## [Exercise directions]
Could you write out the material between the lines holding "Dear assistant, the user would like the white rope" and "[559,355,601,411]", inclusive, with "crosswalk stripe" swapped for "pedestrian crossing stripe" and everything else unchanged? Leave the pictures out.

== == ==

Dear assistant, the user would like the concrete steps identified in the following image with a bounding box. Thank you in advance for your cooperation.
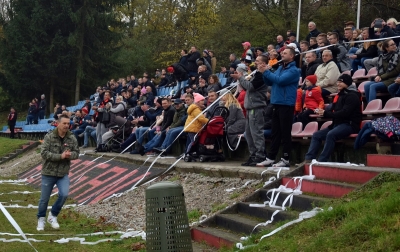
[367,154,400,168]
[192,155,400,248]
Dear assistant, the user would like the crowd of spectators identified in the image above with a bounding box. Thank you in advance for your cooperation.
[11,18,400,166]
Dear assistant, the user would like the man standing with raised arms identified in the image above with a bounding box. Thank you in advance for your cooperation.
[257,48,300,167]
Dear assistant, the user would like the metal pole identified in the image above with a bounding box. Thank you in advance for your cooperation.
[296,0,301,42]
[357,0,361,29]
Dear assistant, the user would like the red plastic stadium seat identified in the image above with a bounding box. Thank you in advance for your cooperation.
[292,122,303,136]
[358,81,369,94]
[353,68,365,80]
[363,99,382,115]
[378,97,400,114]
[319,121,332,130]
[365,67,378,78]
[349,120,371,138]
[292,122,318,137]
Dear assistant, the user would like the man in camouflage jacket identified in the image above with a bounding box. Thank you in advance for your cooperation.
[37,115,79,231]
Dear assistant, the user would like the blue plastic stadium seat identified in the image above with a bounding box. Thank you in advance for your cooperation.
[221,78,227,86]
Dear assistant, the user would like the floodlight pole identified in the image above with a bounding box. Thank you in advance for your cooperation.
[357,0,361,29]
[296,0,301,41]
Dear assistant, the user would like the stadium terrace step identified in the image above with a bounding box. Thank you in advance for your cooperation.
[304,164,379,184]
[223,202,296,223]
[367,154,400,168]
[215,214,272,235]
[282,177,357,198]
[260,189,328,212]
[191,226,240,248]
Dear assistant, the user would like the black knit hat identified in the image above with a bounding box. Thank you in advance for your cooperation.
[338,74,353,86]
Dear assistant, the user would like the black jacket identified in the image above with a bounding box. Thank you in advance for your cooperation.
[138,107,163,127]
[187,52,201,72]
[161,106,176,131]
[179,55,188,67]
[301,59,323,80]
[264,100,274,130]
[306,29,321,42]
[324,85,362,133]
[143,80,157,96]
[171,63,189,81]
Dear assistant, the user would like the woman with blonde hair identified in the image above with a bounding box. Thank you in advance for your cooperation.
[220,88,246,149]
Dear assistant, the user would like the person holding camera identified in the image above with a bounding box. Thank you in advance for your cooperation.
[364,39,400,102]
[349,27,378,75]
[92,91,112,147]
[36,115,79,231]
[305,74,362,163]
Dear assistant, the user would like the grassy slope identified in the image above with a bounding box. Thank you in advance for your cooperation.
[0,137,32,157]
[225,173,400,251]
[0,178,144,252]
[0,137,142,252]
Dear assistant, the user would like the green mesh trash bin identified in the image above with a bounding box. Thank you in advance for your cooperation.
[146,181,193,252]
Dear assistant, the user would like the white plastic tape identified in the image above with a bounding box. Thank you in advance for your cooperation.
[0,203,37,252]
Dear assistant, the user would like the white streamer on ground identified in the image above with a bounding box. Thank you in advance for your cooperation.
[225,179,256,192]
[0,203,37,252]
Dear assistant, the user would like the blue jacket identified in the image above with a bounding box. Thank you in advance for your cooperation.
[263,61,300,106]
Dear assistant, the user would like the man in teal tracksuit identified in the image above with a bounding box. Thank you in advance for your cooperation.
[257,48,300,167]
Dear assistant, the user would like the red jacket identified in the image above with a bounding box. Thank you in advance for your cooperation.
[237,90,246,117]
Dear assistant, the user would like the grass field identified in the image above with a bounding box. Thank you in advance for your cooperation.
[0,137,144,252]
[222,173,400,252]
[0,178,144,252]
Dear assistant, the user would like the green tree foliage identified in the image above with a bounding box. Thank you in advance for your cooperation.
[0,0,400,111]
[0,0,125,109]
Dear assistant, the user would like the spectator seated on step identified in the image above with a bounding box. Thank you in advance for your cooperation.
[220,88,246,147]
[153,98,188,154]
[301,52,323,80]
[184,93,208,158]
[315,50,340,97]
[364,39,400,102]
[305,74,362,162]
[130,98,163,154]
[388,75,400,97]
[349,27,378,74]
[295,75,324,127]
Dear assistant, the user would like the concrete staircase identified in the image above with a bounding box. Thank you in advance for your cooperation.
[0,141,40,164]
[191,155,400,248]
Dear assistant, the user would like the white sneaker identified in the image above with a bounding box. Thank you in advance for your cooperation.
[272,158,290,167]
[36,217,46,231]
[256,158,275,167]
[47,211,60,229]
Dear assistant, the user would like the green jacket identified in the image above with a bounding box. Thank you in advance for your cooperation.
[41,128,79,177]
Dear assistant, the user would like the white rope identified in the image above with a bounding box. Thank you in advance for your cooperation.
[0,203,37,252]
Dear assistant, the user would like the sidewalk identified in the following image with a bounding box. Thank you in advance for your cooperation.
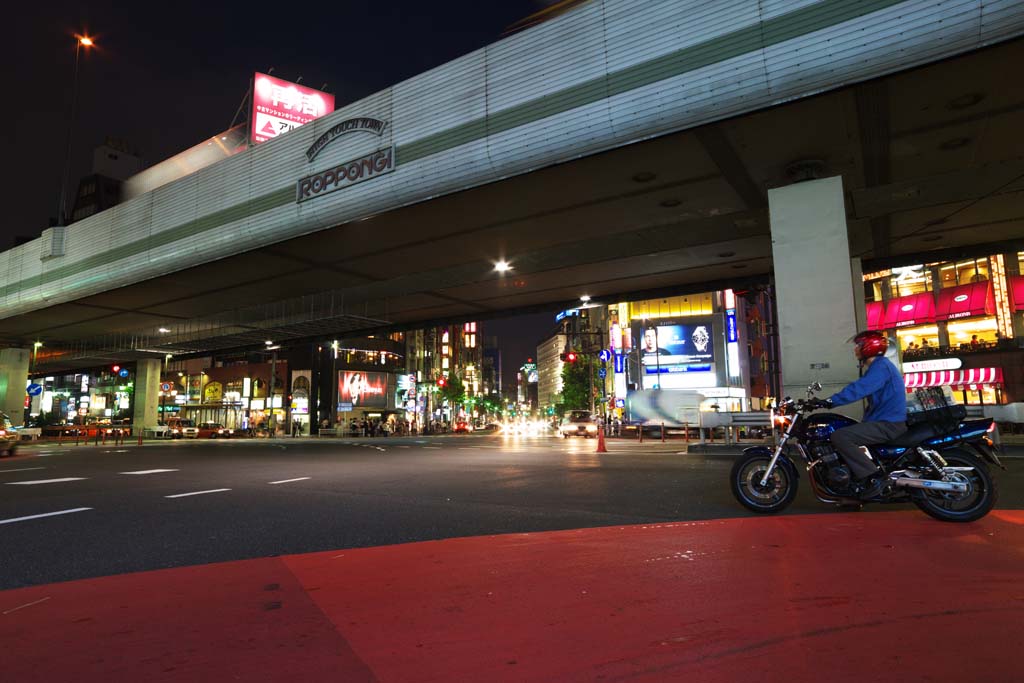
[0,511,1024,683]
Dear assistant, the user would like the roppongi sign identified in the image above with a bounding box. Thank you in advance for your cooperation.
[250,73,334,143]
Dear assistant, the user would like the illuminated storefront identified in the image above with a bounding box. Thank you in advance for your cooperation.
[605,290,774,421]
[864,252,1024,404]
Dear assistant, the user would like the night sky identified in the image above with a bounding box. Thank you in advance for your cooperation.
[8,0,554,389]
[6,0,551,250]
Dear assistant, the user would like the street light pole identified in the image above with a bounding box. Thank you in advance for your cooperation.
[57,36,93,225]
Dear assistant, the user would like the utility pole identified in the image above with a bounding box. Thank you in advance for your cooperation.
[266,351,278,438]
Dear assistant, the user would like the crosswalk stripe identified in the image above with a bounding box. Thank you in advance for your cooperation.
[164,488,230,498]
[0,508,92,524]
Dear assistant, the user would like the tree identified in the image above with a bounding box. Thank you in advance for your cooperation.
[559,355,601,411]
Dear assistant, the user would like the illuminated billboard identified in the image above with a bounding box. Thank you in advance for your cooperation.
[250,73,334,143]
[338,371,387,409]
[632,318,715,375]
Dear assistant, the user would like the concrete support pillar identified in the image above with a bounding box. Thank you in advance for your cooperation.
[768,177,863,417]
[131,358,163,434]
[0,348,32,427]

== == ==

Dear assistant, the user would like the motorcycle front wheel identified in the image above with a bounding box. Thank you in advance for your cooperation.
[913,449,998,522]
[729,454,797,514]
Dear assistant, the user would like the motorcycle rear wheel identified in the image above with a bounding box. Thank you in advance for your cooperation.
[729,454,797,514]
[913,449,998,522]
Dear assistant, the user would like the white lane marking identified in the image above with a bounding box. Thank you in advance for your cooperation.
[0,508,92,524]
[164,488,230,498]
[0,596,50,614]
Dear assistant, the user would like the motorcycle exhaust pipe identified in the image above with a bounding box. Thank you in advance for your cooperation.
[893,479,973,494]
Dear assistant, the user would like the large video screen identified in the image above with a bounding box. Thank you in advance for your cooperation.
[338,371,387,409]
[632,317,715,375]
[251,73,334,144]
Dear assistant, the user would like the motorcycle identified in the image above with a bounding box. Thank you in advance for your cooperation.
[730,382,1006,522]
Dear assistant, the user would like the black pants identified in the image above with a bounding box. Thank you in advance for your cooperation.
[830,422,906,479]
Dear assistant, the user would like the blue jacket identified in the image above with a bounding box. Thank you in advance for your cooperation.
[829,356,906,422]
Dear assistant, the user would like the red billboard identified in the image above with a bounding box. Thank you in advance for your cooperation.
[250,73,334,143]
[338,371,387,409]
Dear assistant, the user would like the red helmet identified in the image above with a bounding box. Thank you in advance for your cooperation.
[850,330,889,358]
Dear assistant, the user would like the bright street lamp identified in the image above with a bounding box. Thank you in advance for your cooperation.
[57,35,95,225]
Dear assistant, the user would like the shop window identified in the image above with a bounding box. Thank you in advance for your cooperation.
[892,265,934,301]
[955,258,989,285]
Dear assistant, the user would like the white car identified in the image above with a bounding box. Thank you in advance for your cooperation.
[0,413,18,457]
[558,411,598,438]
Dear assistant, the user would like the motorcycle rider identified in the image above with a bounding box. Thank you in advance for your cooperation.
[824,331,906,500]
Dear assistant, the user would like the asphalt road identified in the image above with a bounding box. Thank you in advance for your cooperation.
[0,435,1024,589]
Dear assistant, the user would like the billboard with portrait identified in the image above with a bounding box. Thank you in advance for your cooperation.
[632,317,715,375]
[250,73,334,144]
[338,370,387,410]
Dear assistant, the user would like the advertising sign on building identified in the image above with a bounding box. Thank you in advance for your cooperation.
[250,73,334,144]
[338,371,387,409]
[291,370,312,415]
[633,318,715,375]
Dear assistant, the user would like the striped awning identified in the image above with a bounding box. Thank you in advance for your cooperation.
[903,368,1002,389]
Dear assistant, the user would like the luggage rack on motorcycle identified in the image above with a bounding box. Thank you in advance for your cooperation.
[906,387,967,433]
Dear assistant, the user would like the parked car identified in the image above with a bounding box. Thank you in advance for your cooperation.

== == ==

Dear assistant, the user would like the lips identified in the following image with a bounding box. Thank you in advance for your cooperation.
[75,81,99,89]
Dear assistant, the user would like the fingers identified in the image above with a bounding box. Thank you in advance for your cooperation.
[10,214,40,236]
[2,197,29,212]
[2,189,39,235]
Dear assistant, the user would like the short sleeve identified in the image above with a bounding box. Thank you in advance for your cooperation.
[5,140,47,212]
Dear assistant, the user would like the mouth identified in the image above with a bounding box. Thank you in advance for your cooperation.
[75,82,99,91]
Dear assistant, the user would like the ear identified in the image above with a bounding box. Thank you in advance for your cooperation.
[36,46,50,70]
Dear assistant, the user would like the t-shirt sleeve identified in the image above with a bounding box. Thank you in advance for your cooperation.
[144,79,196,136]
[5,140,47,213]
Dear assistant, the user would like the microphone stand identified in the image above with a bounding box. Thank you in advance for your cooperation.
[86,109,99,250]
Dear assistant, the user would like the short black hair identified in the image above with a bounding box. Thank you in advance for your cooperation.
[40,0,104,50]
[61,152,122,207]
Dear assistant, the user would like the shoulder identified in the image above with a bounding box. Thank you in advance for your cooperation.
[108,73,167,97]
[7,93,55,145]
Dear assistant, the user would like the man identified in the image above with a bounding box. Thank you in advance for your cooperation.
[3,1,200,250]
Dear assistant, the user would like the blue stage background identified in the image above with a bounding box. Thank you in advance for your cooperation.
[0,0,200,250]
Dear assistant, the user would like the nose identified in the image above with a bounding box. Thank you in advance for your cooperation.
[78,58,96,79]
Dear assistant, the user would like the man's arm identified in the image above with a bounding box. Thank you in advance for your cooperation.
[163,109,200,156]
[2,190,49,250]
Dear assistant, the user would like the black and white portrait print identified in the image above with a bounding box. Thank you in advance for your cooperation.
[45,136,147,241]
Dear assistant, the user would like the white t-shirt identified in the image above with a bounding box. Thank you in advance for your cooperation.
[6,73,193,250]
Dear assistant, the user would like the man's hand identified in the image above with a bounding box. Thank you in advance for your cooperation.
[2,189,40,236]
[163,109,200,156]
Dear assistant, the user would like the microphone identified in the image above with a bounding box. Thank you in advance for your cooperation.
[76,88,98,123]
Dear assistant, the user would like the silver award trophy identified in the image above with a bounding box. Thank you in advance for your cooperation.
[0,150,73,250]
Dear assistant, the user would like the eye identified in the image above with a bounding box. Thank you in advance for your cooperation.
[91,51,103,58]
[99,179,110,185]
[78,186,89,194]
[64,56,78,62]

== == ==

## [Completed exercise]
Dear assistant, the user would like the white rope identified in the image above with a bounding box. Thank you in advance for your cooperation.
[0,203,37,252]
Dear assistant, the user would like the sidewalk identified in the following image with a bounding box. Thank you in advance for your cooperation.
[0,511,1024,683]
Dear assistant, the user would like the roppongi sign identified in the image above with a bounding box. Thank you in advance for your cooperation.
[250,73,334,143]
Dear assistant, the user would like the illuminated storefront identified in the image above with a bounding box. Thank you in advance for your cooperation.
[605,290,774,421]
[864,252,1024,404]
Dear assistant, the user would like the night sky identified in the image above with a bounding box. Thank you in advance for your cooperation.
[8,0,554,389]
[6,0,551,250]
Dear assistant, the user would like the street light pole identified in the image above with a bounding box. Thank you in advance for your cooperation.
[57,36,93,225]
Dear assistant, the user would like the utility pole identified in the image above with a bounding box. Thank you in advance for your cooperation.
[266,351,278,438]
Dear assistant, the user would like the pedestrian crossing stripe identified in the image above with a bounding box. Thank you in advance for your cooperation.
[164,488,230,498]
[0,508,92,524]
Dear assistant, the user would like the tree identified in the image above with a bounding box. Thank you in advance for your cooperation.
[559,355,601,411]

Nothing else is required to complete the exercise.